■ **作業内容**:
**a)** 福祉用具レンタル業の生産性についての文章から、「次のグラフを見てください。」から「であるということになります。」までの部分を一字も変えずに書き写してください。
**b)** 福祉用具レンタル業の生産性向上についての文章を、最後の文の後から引き継いで書き進めてください。

■ **読解テキスト**:

+ + + + + + +

福祉用具レンタル業 なぜ生産性向上が必要なのか? ~前編~

いつも福祉用具経営.comをご覧いただき、まことにありがとうございます。
みなさまはふだん【生産性】についてどの程度意識をされていますでしょうか。
売上や利益、利用者数といった指標は意識されていると思いますが、生産性(一人あたり粗利)はあまり目を向けてこなかったという方もいらっしゃるかもしれません。
実は今後、福祉用具レンタル業界では生産性を高めていかないと、極端には事業の存続すら危ぶまれるような事態も起こりえると考えています。
今回のコラムでは、なぜ生産性向上が必要なのか?というテーマでお送りしていきたいと思います。

突然ですが、みなさまの会社は次の5つのうち、どの程度当てはまりますでしょうか?
一つ、毎日2~3時間の残業は当たり前
二つ、若い社員を入れてもちょっと覚えた頃に退職
三つ、募集をかけてもぜんぜん人が集まらない
四つ、社長がまだ担当をもち現場に出ている
五つ、個人商店の集まりで協力や連携とはほど遠い

いかがでしょうか。けっこう福祉用具レンタル会社「あるある」なのではないでしょうか。

◆毎日2~3時間の残業は当たり前
 ⇒夕方帰社して事務処理しているのに、どうやって残業なしでやれるの?

◆若い社員を入れてもちょっと覚えた頃に退職
 ⇒せっかく苦労して仕事を教えたのに、またイチから新人に教え直しか・・・

◆募集をかけてもぜんぜん人が集まらない
 ⇒ハローワークはもちろん、求人媒体にもそれなりに掲載しているのに何で来ないの?

◆社長がまだ担当をもち現場に出ている
 ⇒社長じゃなきゃダメっていうお客さんがいるから、止めるわけにいかないよね…

◆個人商店の集まりで協力や連携とはほど遠い
 ⇒みんなそれぞれがそれぞれのやり方でやっている。これまで何年もそうしてきたからまあいいよね・・・

しつこいようですが、それぞれの項目でこんなボヤキの声が聞こえてきそうです。
福祉用具レンタル会社のよくありそうな実態を列挙したわけですが、この状態を放置しておくと、今後とても厳しい事態に直面することになりかねません。
なぜそうなるのか、福祉用具レンタル業界の事業環境をざっくり整理してみたいと思います。

1.業界規模は成長を続けている

次のグラフを見てください。

これは厚生労働省の「介護保険事業状況報告」をもとに作成した、福祉用具貸与の給付費の年間金額を時系列に見たものです。
2006年にベッドや車いすなどの軽度者貸しはがしがあり、いったんはガクンと下がったものの、その後一貫して拡大を続けています。
2002人には1092億円であったものが、2019年には3494億円となり、およそ3.5倍に拡大しています。

年々成長率としては鈍化してはいるものの、まだまだ成長しているのが福祉用具レンタル業界のマーケットであるということになります。

+ + + + + + +

■ **データ抜粋**:
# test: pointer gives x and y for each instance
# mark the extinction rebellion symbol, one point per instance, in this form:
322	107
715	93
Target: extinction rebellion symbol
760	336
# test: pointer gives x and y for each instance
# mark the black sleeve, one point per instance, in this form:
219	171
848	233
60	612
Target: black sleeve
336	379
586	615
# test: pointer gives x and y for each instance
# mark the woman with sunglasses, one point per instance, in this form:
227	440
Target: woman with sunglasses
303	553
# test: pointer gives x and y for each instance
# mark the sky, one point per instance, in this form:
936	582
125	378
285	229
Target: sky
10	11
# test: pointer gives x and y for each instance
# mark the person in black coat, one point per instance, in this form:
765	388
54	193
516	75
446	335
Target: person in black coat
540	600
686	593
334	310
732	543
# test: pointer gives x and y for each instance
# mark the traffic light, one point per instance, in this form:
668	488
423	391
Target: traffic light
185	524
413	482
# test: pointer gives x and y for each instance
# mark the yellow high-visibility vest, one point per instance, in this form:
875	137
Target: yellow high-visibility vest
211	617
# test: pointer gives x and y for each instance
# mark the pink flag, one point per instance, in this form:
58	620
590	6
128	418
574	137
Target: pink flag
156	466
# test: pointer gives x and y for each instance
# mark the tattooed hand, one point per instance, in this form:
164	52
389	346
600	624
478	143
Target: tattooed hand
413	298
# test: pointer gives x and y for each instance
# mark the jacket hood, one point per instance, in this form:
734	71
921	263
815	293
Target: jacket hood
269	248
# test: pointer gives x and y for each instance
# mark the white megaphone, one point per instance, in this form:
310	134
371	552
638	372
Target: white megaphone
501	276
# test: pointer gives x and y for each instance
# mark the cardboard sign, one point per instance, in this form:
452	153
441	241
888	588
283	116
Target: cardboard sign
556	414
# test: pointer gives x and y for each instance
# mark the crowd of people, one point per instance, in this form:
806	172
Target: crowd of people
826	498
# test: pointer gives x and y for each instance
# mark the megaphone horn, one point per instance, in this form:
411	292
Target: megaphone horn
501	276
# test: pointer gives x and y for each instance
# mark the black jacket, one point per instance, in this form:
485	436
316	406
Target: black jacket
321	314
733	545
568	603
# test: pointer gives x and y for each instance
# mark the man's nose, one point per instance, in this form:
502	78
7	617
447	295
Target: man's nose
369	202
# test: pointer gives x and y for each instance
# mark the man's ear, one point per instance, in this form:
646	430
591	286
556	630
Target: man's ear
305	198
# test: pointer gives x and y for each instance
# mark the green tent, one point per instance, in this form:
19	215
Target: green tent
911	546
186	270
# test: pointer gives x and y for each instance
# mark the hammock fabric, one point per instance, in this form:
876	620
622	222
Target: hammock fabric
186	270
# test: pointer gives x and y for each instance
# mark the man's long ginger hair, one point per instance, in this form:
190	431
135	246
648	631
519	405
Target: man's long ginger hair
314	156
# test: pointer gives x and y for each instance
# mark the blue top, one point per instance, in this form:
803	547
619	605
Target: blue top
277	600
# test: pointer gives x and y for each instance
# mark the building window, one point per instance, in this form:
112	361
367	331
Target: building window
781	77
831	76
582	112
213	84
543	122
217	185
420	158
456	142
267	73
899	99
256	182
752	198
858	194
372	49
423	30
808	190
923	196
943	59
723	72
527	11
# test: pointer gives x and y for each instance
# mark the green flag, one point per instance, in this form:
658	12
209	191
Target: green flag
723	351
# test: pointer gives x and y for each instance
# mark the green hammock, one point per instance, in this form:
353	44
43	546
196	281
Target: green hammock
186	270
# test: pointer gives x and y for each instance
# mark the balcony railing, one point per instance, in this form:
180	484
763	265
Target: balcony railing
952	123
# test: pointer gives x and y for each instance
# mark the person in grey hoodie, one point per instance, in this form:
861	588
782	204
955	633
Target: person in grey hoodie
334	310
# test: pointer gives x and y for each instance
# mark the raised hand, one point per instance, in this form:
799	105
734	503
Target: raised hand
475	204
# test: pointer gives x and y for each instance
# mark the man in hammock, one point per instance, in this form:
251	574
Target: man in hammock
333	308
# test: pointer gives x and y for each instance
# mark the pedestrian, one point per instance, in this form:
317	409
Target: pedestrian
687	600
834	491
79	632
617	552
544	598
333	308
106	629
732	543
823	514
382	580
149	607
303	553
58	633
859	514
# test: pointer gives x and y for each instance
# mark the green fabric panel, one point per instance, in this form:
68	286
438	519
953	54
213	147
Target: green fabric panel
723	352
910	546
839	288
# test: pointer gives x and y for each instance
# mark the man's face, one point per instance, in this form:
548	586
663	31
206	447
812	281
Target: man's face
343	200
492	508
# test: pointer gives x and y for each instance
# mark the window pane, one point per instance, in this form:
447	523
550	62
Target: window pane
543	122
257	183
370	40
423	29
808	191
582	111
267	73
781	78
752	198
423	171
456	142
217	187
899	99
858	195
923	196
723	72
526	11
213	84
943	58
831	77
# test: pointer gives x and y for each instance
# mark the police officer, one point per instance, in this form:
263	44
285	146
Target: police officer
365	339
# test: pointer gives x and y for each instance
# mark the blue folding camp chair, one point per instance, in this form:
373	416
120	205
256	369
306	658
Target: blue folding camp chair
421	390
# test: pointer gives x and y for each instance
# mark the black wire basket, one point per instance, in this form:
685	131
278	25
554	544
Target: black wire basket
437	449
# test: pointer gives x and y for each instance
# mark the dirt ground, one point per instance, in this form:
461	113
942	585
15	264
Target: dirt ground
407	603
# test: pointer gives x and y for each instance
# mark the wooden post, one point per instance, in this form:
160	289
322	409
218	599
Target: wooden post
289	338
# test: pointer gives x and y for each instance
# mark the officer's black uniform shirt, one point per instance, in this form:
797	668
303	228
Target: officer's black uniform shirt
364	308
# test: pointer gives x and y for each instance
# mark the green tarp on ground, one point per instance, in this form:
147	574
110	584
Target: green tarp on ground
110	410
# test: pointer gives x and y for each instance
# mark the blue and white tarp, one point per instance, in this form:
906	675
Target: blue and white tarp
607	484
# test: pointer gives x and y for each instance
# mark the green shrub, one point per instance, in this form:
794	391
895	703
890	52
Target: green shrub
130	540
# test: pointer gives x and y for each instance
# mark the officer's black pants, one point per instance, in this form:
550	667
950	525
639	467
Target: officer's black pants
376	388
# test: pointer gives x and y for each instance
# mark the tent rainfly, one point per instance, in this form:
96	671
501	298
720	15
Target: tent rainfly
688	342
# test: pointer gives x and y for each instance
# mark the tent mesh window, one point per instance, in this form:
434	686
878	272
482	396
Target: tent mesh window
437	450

+ + + + + + +

■ **作業の回答**:
**a)**
次のグラフを見てください。

これは厚生労働省の「介護保険事業状況報告」をもとに作成した、福祉用具貸与の給付費の年間金額を時系列に見たものです。
2006年にベッドや車いすなどの軽度者貸しはがしがあり、いったんはガクンと下がったものの、その後一貫して拡大を続けています。
2002人には1092億円であったものが、2019年には3494億円となり、およそ3.5倍に拡大しています。

年々成長率としては鈍化してはいるものの、まだまだ成長しているのが福祉用具レンタル業界のマーケットであるということになります。

**b)**
2.人材採用の環境は厳しい

今度は次のグラフを見てください。

これは有効求人倍率をグラフにしたものです。
有効求人倍率とは、1名の求職者に対してどのくらいの採用ニーズがあるのかを示した指標であり、1.0倍であれば求職者1名に対して1社が求人、2.0倍であれば求職者1名に対して2社が求人という具合になります。
福祉用具レンタル会社で採用の対象となりそうな職種を見てみると、
【介護サービス】3.5倍 ⇒ 求職者1名に対して3.5社が求人
【営業】1.7倍 ⇒ 求職者1名に対して1.7社が求人

わざわざこんな数値を見せられなくても採用が厳しいというのはみなさまも日々感じておられるかもしれません。
日本の労働人口は年々減少していくことが予測されており、今後も採用環境は大幅に改善することはあまり考えられないでしょう。
人材採用の環境は厳しい状況が続くと捉えておいた方がよさそうです。

3.業界内の業績格差はますます広がる

またまた次の2つのグラフを見て下さい。

一つ目のグラフは福祉用具貸与事業所数と、福祉用具専門相談員数の推移を時系列で表したものです。
ところどころ、データの取り方が変わっていたりしてグラフが分断されていますが、2018年から2020年にかけて事業所数は減少、福祉用具専門相談員はほぼ横ばいとなっています。

二つ目のグラフは福祉用具専門相談員数を福祉用具事業所数で割って、1事業所あたりの専門相談員数を出したものです。
1事業所あたりの専門相談員数は継続して上昇を続けています。
これらが示すところは1事業所の規模が大きくなる一方、事業所数全体は減少している。
優勝劣敗が明確となり、強い事業所はますます業績を伸ばしていると捉えることができるのではないかと思います。

これらのことをまとめると、今後予想されることとして以下の4点があげられます。
■業績は伸びる(市場は引き続き成長)
■力のあるところに業績が集中、より業務過多となる
■人手不足の状況は変わらない
■さらに他業種と比べて人材採用の難しさ

業績が伸びるからといって、人をどんどん投入して仕事をこなしていくというこれまでの常識が通用しなくなるかもしれません。
限られた人材、陣容でこれまで以上に生産性を上げ、より効率よく仕事を回していくような会社が今後の時流を捉えた新たな福祉用具レンタル会社のスタイルと考えられるのではないでしょうか。

さて、今回のコラムでは「福祉用具レンタル業 なぜ生産性向上が必要なのか? ~前編~」として、まずは福祉用具レンタル会社のおかれた事業環境を整理してみました。
後編では生産性を上げていく上での考え方、会社をどう変革していけばよいのかについてお伝えしたいと思います。
ぜひご期待ください。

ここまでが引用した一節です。